'''
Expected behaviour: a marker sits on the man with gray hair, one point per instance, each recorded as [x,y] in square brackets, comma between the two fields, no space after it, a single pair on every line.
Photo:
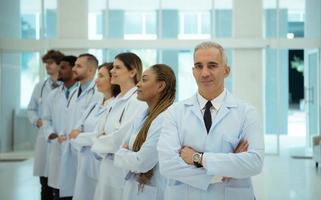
[212,143]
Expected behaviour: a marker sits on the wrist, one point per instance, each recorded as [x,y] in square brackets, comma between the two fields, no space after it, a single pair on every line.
[197,159]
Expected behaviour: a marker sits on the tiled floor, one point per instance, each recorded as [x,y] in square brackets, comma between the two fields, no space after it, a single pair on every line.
[282,178]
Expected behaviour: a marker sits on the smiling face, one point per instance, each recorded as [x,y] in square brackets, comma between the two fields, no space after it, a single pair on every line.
[120,74]
[65,71]
[81,69]
[51,67]
[149,88]
[209,72]
[103,80]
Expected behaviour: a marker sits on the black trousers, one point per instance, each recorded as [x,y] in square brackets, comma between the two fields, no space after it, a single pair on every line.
[55,193]
[46,191]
'''
§ Exercise
Print the line containing "Expected behaviour: a marker sits on the wrist, one" and every line after it to the end of the records above, exactly as written, and nothing else.

§ Task output
Expected behaviour: a marker sits on the wrist, one point per instance, each recorded as [x,y] in square brackets, comma between the two fields, no space after it, a single pair on every line.
[197,159]
Expected behaviour: a marker sits on the tiled floor, one point per instance, each recorded as [x,y] in square brackets, comma between the two fields, no space after it, a single pair on every line.
[282,178]
Expected behaviour: a marker sits on the smiling face, one point per instance, each recorded as [x,y] in square brackets, comma between the two fields, no space after it, a single pair on every line.
[120,74]
[65,71]
[81,69]
[51,67]
[149,88]
[209,72]
[103,80]
Expected behaviour: a marker sits on the black trousers, one point per instance, each recorded as [x,y] in square brackets, comma between the two fields, no space after it, a single pair on every line.
[55,193]
[46,191]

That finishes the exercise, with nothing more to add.